## WHAT NEEDS TO BE DONE
Count the lines in the records below that contain the string "balcony", with case counting. Reply with the number alone.

## DATA FOR THE TASK
►
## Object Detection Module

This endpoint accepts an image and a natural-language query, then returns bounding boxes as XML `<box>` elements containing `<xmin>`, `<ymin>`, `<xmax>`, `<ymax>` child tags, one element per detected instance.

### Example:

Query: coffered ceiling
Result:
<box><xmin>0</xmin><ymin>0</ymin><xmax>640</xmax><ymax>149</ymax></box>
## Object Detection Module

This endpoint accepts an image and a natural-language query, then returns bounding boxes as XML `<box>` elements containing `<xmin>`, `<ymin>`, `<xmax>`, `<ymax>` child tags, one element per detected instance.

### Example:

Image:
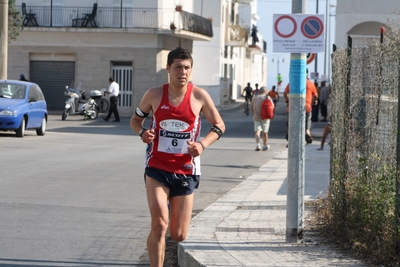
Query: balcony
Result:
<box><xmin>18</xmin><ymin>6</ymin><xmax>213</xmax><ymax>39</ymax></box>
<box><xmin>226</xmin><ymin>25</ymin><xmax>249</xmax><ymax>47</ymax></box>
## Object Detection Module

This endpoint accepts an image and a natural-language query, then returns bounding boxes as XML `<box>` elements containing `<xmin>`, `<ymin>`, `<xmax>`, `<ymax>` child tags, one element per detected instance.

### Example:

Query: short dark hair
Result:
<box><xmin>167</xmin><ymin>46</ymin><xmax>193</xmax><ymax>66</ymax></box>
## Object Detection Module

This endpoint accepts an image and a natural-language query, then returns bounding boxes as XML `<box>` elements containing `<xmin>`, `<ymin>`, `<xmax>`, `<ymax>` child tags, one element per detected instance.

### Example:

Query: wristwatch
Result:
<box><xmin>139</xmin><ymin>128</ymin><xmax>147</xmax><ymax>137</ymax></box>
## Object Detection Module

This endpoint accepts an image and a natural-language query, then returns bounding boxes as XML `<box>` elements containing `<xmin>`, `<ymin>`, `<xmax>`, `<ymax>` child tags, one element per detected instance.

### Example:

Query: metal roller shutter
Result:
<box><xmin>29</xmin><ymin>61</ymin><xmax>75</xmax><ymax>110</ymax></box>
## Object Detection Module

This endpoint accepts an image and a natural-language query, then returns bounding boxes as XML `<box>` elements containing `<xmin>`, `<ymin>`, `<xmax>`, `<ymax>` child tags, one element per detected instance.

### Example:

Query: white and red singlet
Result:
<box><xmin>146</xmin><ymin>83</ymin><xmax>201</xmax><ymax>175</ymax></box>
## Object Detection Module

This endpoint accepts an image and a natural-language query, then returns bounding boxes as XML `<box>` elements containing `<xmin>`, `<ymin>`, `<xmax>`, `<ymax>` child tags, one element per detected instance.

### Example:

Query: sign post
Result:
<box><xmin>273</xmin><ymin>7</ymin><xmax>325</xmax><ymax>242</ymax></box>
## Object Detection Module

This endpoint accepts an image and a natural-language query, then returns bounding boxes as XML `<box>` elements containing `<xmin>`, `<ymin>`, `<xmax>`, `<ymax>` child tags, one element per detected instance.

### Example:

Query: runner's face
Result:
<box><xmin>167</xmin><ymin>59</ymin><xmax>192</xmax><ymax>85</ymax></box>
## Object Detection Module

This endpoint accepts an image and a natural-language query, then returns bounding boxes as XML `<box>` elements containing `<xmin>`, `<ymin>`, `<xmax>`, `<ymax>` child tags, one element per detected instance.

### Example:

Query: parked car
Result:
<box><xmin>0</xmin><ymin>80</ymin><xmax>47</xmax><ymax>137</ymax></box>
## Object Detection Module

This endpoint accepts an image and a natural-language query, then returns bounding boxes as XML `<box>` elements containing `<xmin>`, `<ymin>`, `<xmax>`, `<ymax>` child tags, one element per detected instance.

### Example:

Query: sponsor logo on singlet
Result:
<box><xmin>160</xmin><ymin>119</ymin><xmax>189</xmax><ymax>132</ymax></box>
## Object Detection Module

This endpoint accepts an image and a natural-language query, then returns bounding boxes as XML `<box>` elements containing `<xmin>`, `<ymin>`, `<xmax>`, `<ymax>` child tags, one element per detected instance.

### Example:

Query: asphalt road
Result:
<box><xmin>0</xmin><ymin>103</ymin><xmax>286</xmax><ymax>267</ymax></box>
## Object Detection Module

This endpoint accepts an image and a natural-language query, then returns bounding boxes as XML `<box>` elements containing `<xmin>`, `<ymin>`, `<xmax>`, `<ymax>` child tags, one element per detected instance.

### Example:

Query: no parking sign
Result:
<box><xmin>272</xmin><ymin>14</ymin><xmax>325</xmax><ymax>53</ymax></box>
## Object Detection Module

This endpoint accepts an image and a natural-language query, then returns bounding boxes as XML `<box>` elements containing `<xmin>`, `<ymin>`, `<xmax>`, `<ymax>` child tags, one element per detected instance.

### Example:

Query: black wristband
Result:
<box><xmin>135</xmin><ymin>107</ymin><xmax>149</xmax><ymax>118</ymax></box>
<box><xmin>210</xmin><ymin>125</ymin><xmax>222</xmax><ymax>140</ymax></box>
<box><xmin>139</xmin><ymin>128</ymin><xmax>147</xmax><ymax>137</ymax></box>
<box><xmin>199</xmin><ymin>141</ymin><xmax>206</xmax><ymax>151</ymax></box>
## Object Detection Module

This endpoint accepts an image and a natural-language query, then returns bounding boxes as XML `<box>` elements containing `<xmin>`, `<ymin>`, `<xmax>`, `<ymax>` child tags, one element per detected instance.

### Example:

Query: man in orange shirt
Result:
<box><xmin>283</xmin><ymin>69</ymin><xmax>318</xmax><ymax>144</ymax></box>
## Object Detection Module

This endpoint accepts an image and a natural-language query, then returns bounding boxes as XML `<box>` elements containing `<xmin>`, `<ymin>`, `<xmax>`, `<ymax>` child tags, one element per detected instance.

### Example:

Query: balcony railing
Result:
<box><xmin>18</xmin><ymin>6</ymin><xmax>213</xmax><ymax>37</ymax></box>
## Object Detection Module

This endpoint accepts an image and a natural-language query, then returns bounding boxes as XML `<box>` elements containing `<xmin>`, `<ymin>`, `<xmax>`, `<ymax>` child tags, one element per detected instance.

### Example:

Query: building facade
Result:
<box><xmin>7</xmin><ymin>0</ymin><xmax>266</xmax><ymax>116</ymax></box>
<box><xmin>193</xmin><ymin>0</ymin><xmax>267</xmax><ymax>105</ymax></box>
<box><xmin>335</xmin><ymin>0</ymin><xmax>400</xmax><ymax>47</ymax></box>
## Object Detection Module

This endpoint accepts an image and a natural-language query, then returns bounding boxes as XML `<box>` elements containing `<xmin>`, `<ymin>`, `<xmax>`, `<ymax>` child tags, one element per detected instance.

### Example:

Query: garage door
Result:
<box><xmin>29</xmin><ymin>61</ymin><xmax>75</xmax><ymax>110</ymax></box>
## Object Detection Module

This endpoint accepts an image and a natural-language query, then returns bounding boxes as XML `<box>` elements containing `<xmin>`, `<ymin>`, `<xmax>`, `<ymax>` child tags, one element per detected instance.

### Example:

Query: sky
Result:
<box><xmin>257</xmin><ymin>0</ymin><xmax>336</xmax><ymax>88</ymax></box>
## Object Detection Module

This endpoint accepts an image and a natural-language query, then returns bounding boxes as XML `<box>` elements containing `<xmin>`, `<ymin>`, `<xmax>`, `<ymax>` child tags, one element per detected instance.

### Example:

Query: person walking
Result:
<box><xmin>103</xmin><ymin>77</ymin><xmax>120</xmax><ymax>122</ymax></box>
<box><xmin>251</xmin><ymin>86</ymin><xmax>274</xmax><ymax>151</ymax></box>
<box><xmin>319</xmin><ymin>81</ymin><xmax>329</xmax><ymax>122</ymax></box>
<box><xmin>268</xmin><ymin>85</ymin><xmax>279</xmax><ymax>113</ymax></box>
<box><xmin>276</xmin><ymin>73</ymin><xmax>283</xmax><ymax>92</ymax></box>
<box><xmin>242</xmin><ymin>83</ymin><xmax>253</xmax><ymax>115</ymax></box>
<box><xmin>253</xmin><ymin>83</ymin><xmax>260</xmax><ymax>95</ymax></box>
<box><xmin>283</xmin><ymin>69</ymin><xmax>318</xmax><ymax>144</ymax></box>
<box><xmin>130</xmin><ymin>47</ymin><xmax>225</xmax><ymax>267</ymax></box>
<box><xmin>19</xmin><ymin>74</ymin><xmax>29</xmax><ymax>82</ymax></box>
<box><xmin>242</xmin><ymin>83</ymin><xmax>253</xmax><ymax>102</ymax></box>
◄
## IN RESPONSE
2